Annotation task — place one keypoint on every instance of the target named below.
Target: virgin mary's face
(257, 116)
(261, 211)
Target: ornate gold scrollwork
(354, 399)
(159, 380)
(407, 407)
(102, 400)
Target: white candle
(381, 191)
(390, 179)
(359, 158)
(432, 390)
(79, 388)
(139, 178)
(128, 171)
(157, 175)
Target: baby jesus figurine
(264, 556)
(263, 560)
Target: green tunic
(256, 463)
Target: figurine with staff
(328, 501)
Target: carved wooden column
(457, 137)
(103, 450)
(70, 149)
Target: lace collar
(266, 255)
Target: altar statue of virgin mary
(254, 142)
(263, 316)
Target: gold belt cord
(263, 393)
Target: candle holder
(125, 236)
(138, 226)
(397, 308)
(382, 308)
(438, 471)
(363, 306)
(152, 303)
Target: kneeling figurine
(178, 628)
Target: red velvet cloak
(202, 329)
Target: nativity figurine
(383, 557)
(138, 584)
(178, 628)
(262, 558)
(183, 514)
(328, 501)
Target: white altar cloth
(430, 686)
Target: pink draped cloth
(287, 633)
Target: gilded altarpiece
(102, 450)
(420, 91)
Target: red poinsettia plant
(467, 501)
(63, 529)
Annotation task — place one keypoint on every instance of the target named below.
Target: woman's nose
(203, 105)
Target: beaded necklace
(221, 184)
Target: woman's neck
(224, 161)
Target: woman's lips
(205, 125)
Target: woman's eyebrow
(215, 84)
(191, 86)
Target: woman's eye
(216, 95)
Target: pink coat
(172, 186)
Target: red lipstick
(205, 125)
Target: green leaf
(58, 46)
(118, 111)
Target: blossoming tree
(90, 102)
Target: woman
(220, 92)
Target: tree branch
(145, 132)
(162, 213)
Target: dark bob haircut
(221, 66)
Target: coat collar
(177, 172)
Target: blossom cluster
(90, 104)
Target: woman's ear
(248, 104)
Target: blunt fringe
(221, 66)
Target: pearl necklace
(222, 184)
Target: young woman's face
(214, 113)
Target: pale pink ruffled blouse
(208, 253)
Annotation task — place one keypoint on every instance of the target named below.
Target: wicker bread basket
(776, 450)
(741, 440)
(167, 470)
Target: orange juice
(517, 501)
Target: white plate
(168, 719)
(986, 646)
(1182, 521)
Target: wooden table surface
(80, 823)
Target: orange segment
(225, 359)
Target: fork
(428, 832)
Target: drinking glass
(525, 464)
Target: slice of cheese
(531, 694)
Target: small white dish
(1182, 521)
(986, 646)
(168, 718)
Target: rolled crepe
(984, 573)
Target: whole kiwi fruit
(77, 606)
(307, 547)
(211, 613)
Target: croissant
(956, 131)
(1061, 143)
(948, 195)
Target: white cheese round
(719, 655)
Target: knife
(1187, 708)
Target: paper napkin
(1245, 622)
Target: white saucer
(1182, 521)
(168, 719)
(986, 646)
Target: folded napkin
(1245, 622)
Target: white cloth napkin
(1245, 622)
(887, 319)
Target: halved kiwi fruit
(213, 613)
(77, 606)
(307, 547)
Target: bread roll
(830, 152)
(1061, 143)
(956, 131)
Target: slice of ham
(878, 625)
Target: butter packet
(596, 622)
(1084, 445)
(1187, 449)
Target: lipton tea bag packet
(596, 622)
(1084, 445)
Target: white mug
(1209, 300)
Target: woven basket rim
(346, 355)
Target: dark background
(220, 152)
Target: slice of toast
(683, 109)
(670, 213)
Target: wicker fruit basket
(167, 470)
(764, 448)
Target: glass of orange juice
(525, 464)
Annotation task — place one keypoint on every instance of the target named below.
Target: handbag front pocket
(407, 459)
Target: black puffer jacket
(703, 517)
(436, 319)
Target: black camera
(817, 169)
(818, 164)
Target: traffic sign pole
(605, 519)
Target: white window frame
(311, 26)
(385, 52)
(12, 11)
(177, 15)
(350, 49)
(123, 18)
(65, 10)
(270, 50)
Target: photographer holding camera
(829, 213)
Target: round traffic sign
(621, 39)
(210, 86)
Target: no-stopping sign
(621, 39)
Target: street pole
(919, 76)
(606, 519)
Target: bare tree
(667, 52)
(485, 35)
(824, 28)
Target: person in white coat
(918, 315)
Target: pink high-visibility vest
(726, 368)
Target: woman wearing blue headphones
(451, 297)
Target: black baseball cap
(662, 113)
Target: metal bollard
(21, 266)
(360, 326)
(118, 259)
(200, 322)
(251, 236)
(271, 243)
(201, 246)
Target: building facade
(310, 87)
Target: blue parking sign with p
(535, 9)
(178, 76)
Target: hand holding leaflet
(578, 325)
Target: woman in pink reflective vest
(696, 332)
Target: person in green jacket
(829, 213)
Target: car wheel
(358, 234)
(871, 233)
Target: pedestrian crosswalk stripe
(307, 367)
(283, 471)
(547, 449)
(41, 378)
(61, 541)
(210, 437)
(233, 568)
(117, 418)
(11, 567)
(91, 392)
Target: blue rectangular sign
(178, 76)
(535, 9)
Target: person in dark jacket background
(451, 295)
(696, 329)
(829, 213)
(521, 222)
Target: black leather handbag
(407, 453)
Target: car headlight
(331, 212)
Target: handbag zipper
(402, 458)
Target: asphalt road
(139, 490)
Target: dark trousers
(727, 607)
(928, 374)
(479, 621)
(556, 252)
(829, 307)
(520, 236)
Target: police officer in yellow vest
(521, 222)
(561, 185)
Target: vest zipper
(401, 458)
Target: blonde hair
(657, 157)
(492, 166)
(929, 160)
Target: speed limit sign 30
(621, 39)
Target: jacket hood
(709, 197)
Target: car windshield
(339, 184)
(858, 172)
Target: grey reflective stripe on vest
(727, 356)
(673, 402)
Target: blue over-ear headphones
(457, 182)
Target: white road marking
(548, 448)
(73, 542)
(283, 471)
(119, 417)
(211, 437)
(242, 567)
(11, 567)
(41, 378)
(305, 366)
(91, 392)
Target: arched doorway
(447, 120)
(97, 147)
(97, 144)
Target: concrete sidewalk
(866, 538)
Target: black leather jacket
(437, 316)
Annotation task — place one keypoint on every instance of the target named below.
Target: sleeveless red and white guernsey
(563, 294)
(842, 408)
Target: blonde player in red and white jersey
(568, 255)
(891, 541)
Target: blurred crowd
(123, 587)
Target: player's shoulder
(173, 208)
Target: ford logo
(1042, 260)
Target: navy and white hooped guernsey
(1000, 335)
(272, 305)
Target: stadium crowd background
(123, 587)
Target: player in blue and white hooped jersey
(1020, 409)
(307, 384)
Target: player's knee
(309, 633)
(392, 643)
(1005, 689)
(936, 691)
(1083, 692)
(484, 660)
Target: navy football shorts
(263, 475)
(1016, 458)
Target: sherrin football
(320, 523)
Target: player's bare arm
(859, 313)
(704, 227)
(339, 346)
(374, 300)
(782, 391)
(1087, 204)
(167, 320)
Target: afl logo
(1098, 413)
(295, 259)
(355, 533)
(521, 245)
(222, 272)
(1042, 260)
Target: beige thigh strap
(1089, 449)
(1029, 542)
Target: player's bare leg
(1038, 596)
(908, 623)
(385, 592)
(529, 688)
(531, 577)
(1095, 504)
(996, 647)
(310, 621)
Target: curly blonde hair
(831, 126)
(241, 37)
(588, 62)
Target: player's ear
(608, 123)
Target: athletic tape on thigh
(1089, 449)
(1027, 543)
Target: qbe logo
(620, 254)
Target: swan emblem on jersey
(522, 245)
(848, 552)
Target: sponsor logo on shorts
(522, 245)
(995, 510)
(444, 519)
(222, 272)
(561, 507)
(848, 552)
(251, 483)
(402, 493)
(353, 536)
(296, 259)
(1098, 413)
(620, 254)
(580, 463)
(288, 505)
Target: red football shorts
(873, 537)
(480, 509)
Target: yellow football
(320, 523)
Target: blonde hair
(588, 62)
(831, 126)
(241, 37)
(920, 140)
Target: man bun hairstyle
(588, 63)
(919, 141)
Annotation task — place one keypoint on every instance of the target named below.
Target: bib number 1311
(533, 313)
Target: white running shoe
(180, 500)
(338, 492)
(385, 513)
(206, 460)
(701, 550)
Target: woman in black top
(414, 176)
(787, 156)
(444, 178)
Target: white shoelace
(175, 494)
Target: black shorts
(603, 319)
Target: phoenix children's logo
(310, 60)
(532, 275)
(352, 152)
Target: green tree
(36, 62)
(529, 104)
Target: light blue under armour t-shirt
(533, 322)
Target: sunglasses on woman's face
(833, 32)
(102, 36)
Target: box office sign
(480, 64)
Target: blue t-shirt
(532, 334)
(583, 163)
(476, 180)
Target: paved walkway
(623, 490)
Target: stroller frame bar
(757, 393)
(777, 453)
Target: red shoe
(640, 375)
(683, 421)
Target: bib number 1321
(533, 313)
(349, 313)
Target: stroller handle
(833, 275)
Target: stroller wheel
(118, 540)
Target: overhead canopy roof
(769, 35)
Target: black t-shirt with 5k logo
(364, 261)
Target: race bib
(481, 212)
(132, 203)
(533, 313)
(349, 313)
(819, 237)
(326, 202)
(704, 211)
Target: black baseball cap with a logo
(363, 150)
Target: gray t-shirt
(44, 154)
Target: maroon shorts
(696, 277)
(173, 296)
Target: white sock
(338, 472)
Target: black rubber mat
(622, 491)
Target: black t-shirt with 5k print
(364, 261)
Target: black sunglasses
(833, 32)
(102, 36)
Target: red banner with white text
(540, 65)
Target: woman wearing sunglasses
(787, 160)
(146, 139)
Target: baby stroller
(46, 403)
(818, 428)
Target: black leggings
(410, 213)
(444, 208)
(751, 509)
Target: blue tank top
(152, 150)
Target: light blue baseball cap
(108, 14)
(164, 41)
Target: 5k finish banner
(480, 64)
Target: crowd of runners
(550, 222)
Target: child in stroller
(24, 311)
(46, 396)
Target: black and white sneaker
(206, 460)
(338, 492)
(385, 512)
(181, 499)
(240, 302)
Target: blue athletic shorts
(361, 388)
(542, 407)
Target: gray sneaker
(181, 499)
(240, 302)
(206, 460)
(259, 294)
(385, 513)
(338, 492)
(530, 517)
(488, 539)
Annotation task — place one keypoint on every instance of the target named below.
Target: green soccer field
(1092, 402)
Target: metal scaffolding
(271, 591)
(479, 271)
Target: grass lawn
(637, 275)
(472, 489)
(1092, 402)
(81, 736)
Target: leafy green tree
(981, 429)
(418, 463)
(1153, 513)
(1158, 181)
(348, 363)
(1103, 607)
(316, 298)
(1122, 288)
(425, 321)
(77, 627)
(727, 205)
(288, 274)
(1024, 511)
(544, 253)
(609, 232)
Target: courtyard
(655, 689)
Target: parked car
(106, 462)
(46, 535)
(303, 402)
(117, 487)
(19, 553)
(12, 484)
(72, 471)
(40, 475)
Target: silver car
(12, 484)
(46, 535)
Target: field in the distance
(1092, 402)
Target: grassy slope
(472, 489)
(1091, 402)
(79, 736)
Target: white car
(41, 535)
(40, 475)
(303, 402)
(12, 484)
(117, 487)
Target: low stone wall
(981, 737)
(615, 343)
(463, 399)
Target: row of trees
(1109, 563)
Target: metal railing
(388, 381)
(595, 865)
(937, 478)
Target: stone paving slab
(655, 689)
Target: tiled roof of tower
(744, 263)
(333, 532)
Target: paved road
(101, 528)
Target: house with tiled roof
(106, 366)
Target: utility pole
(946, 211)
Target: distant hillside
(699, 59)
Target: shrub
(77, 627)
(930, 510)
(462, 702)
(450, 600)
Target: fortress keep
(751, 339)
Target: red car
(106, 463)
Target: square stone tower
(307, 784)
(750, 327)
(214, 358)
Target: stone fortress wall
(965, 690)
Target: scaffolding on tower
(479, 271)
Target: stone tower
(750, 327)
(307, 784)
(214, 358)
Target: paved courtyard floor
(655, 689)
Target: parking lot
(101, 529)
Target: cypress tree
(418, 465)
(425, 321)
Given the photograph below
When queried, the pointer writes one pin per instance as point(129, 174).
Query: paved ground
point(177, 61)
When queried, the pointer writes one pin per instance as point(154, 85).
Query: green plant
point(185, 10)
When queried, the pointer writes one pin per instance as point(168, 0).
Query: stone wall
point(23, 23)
═══
Problem to work on: Print exactly the lines from the one with "Target: stone fortress wall" through the end of the data, inclusive.

The completed task:
Target: stone fortress wall
(965, 690)
Target: scaffolding on tower
(479, 271)
Target: stone tower
(750, 327)
(307, 784)
(214, 358)
Target: paved courtyard floor
(655, 689)
Target: parking lot
(101, 529)
Target: cypress tree
(418, 465)
(425, 321)
Given the photograph below
When queried, the pointer writes one pin per instance as point(129, 174).
Query: paved ground
point(177, 61)
When queried, the pointer writes one pin per instance as point(154, 85).
Query: green plant
point(185, 10)
When queried, the pointer writes one pin per instance as point(168, 0).
Query: stone wall
point(23, 23)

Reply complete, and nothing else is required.